== TEXT SHOWN

Dr Stanislav Grof: psychiatrist and promoter of LSD psychtherapy

Dr Stanislav Grof: psychiatrist and promoter of LSD psychotherapy and Holotropic Breathwork

Reading the Wikipedia article, however, one would have remained in ignorance of this background. It read more like an advertisement than an encyclopedia article. There were no references to the precautionary statements to be found in Grof’s own books. Since Wikipedia encourages the improvement of articles through collaborative editing, I thought that I could make a contribution in this case. Adhering to the foundational Five Pillars and the various policies and guidelines, beginning on 13 July I added two new sections to the article, first one on ‘Criticism’ and later a ‘Reactions and Contraindications’ section. At this stage I was editing under a pseudonym (The Communicator), since that seemed to be the common practice among Wikipedia editors.

====

Answer these questions about the Stanislav Grof text above:
(a) Besides LSD psychotherapy, what does the header say Grof promoted?
(b) On what date did the writer begin adding new sections to the article?
(c) Under what pseudonym was the writer editing at that stage?

== DATA SECTION

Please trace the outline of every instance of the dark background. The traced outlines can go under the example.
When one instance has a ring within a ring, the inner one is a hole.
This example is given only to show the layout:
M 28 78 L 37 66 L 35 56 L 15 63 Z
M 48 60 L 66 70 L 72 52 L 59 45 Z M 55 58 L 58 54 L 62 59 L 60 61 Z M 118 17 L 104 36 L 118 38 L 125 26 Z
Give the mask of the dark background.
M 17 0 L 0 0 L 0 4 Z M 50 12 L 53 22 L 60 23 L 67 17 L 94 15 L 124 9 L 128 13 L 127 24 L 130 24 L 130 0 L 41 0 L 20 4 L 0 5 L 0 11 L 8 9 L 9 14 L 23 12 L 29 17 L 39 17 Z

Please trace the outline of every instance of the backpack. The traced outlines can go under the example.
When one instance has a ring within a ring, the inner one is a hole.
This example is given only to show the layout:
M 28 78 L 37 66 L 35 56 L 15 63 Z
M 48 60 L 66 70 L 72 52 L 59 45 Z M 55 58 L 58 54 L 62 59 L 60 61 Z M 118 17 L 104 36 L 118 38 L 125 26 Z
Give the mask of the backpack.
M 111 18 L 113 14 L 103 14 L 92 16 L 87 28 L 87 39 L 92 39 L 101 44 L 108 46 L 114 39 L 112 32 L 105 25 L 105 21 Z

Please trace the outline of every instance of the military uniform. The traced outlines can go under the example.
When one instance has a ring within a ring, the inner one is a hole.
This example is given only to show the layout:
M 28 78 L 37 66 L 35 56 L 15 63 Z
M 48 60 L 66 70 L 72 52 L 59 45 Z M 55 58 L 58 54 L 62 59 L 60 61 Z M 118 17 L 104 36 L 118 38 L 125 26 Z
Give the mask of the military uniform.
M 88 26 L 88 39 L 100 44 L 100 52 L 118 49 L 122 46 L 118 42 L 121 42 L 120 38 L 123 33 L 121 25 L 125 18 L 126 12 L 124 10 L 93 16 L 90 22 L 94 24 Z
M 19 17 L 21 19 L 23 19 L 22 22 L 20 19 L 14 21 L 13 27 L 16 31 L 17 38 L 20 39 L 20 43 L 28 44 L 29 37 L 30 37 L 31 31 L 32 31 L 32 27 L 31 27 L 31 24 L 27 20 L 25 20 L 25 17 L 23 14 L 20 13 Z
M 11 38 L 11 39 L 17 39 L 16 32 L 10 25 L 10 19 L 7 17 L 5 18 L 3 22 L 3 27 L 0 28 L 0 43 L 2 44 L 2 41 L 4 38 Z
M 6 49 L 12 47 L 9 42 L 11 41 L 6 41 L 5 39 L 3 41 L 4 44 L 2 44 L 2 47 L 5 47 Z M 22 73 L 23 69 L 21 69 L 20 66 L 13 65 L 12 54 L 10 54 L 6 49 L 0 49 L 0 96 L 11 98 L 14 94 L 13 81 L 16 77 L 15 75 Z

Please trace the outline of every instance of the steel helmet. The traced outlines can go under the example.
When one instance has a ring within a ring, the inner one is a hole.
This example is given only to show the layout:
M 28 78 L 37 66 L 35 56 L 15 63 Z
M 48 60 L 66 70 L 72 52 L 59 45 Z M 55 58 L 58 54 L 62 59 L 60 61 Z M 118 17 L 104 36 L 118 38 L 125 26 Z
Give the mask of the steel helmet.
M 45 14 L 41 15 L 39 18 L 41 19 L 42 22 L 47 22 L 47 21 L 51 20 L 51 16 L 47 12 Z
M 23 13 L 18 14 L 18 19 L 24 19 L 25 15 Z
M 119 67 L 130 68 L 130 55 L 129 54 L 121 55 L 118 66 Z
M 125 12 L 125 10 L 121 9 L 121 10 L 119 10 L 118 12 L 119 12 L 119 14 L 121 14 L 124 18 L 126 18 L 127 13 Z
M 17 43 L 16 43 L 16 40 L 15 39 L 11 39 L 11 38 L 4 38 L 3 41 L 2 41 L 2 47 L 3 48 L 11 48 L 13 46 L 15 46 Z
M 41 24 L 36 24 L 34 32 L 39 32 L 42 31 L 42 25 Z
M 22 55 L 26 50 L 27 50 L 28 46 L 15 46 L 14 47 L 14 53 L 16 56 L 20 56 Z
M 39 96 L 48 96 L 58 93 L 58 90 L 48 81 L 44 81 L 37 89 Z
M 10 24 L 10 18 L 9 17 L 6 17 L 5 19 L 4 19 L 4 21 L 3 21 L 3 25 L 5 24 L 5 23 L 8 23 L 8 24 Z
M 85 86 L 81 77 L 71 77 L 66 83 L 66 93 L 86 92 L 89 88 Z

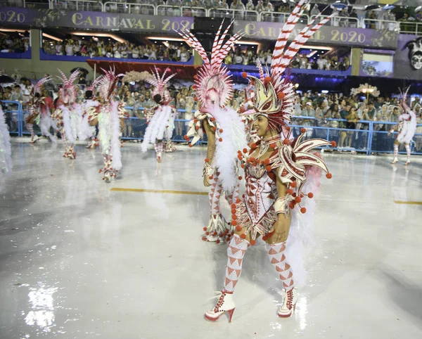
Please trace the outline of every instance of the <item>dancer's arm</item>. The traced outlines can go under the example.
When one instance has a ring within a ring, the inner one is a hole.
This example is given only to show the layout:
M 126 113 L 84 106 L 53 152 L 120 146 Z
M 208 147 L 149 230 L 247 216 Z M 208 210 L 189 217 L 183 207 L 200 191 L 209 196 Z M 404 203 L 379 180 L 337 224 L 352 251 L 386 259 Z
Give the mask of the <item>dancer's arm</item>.
M 277 176 L 277 193 L 279 198 L 285 197 L 287 194 L 287 187 L 281 182 L 279 176 Z M 287 208 L 288 209 L 288 207 Z M 290 220 L 291 215 L 288 212 L 288 210 L 286 212 L 279 213 L 277 221 L 268 232 L 269 234 L 274 232 L 274 234 L 268 238 L 267 243 L 279 243 L 286 241 L 288 236 Z
M 210 176 L 207 174 L 206 172 L 210 172 L 211 164 L 212 164 L 214 156 L 215 155 L 215 132 L 212 129 L 211 126 L 210 126 L 207 119 L 204 119 L 203 125 L 208 139 L 208 146 L 207 148 L 207 159 L 208 159 L 208 162 L 204 165 L 203 181 L 204 186 L 205 187 L 209 187 L 211 186 L 211 183 L 210 182 Z

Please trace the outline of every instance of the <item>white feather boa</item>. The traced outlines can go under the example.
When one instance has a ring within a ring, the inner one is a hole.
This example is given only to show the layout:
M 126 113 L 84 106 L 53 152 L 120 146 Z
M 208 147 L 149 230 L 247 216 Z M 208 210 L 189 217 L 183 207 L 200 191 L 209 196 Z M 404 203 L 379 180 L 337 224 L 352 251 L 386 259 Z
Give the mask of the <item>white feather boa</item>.
M 410 143 L 416 132 L 416 124 L 418 123 L 416 115 L 413 110 L 409 110 L 408 113 L 410 115 L 410 120 L 403 121 L 403 127 L 399 135 L 397 135 L 397 141 L 400 143 Z
M 142 152 L 146 152 L 148 143 L 153 144 L 155 140 L 162 140 L 164 138 L 164 132 L 168 126 L 171 114 L 170 106 L 163 105 L 157 108 L 145 131 L 143 141 L 141 145 Z
M 306 270 L 304 267 L 304 247 L 314 243 L 314 214 L 317 196 L 321 186 L 321 170 L 312 167 L 307 171 L 307 181 L 302 188 L 305 193 L 312 192 L 314 198 L 305 197 L 301 206 L 306 208 L 306 213 L 302 214 L 300 207 L 296 207 L 291 211 L 288 238 L 286 245 L 286 260 L 291 267 L 295 279 L 295 286 L 300 287 L 306 282 Z
M 223 130 L 219 133 L 222 141 L 215 141 L 214 165 L 219 172 L 223 188 L 231 192 L 238 182 L 237 152 L 248 145 L 245 124 L 236 111 L 229 107 L 215 108 L 212 115 Z
M 0 106 L 0 174 L 11 171 L 11 154 L 8 127 L 6 124 L 6 117 Z
M 111 154 L 113 168 L 122 168 L 119 103 L 112 101 L 98 115 L 98 139 L 103 154 Z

====

SOLUTION TO THIS TASK
(a) Holotropic Breathwork
(b) 13 July
(c) The Communicator